**THE INPUT:**

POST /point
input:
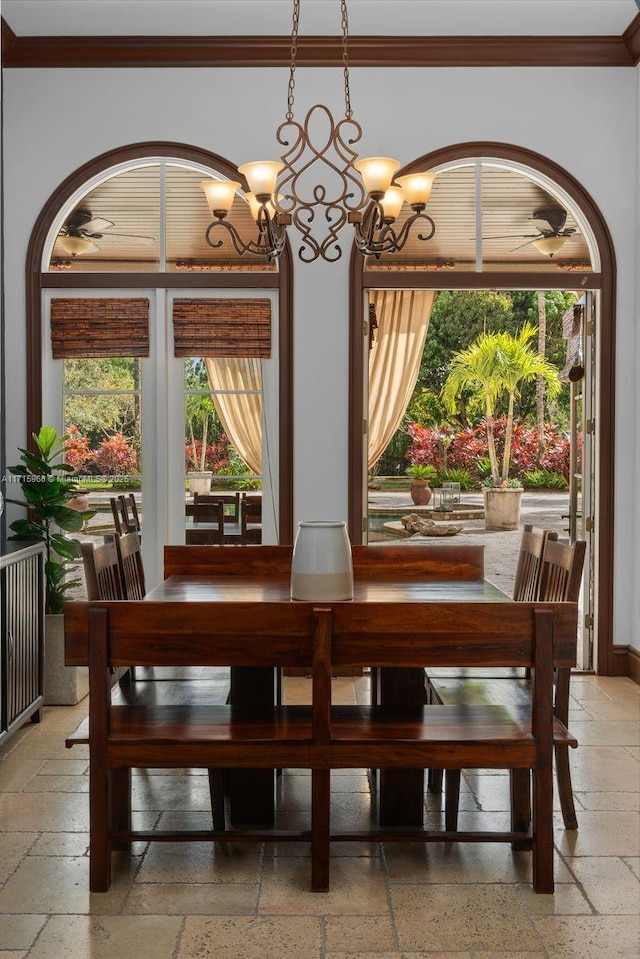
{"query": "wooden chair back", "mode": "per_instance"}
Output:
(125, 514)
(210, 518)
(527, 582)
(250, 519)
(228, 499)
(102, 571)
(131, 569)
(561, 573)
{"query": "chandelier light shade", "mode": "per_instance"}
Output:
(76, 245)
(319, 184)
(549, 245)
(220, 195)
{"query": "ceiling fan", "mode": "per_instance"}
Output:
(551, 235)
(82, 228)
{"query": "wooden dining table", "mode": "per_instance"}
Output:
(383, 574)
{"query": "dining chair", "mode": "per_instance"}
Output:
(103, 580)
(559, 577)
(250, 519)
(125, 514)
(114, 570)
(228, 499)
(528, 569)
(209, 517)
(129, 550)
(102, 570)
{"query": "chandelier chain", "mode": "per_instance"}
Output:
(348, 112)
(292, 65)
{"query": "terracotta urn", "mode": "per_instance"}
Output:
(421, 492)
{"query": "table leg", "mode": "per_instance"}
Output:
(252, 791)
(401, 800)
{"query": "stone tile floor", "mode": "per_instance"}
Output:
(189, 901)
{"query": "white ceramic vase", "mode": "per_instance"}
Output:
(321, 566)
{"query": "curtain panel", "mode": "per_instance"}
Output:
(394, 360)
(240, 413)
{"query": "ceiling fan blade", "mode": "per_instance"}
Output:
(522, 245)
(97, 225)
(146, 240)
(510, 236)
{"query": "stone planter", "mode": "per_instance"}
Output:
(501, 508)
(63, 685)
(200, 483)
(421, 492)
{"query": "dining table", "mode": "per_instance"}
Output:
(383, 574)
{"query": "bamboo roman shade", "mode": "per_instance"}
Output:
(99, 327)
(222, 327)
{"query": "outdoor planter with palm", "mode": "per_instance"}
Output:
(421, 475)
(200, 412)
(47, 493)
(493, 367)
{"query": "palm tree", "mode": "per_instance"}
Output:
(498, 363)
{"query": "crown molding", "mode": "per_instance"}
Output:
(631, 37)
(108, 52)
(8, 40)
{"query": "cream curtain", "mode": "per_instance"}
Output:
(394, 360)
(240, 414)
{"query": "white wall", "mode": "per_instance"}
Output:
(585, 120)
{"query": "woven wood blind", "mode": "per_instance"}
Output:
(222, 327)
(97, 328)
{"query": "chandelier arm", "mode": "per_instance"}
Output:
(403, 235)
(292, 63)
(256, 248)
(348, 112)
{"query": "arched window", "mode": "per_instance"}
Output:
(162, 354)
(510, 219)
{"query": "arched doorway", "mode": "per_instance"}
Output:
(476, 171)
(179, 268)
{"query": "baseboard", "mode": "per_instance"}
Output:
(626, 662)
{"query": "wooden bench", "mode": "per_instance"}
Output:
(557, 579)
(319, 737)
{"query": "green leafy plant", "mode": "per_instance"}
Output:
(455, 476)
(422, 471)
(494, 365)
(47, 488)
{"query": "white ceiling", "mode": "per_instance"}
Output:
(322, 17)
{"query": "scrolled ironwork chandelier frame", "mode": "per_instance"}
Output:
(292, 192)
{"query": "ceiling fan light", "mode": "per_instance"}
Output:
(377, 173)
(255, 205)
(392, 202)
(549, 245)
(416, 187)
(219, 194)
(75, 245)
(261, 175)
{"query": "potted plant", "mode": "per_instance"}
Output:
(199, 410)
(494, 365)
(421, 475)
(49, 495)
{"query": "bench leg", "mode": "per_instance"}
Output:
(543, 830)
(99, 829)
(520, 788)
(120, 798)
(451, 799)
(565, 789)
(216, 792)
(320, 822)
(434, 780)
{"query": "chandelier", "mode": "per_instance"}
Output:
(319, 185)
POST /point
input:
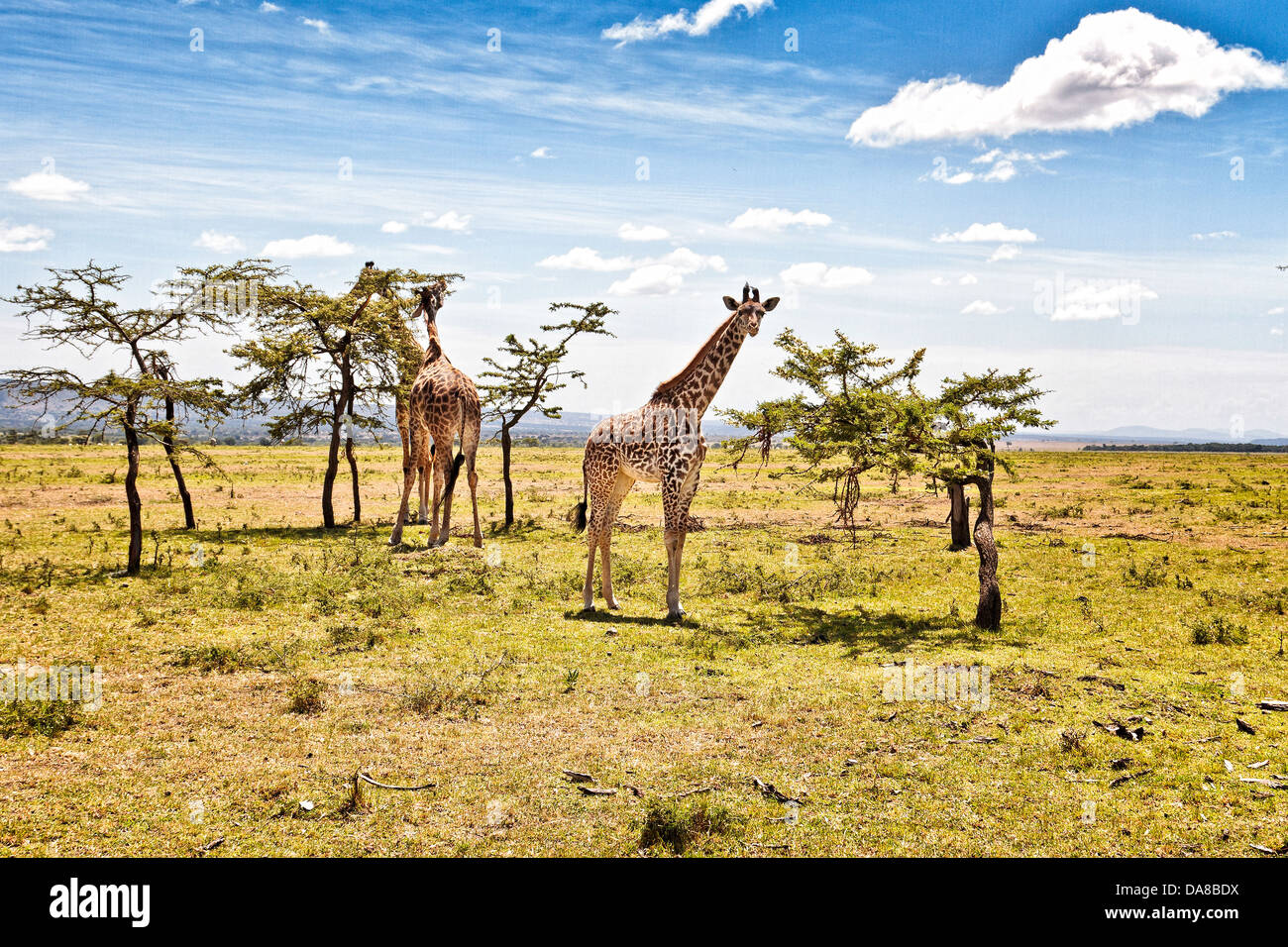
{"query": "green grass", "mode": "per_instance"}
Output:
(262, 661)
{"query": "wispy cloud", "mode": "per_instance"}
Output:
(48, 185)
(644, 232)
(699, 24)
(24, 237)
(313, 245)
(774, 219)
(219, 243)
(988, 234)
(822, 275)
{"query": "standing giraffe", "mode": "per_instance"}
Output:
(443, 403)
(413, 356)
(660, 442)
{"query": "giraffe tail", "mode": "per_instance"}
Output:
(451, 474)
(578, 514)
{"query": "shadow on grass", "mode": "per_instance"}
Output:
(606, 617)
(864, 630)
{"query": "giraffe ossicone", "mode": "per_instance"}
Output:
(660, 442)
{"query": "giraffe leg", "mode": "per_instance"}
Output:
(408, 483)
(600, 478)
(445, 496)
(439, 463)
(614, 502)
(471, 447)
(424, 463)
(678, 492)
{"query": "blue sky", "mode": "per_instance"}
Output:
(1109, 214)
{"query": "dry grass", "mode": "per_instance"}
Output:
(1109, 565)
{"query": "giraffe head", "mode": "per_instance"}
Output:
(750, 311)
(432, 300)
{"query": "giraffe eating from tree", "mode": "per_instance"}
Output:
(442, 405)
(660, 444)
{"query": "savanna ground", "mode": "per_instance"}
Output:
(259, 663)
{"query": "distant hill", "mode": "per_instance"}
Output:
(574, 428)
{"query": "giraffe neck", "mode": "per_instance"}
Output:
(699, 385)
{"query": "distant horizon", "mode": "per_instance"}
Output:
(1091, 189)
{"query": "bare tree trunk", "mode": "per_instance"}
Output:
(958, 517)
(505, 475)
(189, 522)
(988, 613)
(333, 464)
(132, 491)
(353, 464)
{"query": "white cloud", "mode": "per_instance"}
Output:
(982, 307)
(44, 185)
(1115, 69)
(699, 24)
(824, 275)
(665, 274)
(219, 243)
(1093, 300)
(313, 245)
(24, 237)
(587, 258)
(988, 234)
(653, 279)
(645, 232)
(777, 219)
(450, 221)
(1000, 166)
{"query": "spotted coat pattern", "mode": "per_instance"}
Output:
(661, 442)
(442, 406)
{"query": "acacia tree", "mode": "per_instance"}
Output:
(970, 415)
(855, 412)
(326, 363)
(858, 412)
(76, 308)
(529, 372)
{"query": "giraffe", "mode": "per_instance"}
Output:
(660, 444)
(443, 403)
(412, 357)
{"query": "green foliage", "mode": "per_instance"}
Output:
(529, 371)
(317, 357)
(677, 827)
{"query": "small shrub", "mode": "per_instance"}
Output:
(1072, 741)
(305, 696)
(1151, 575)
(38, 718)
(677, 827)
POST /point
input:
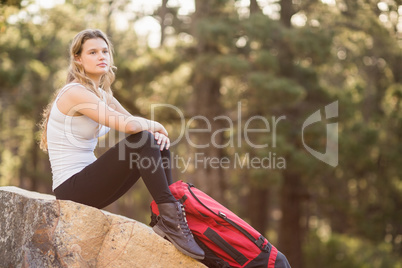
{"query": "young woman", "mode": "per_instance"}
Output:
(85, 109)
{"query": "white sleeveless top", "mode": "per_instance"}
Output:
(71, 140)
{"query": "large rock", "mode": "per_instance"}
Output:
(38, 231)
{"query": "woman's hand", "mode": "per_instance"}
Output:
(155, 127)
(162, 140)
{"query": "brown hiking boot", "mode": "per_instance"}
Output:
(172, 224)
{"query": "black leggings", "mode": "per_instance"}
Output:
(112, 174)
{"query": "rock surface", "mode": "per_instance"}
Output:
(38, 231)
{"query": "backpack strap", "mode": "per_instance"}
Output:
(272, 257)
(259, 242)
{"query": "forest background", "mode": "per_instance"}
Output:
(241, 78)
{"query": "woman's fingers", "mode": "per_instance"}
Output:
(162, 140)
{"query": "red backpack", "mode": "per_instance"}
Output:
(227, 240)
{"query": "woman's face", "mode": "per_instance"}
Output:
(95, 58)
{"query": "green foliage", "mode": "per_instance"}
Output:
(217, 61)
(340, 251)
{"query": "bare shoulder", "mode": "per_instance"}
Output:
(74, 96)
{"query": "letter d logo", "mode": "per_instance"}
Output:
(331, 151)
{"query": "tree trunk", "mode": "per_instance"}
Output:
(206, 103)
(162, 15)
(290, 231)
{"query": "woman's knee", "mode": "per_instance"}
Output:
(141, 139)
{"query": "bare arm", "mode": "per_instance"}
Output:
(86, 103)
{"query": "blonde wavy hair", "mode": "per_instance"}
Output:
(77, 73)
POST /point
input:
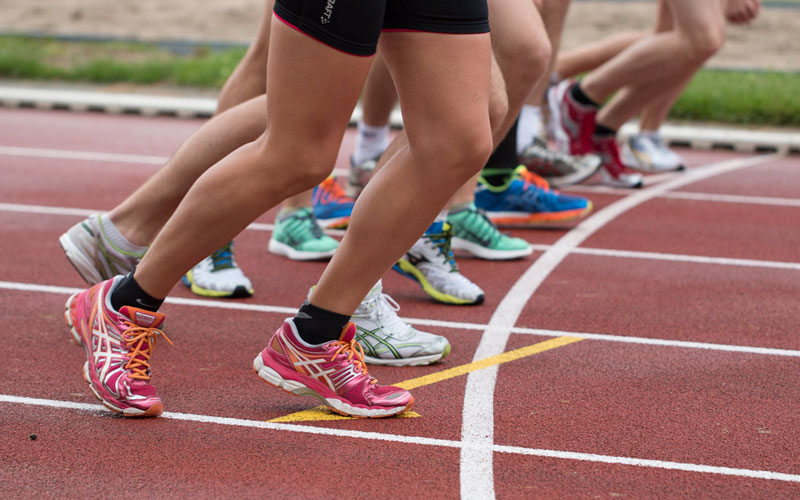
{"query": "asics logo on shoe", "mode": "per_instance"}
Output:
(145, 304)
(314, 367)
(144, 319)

**ASSIGNMENT:** Look through the records above for the word "grass". Report how many lines contain it, as a bare number.

**RESULT OF THIS EXERCISE:** 3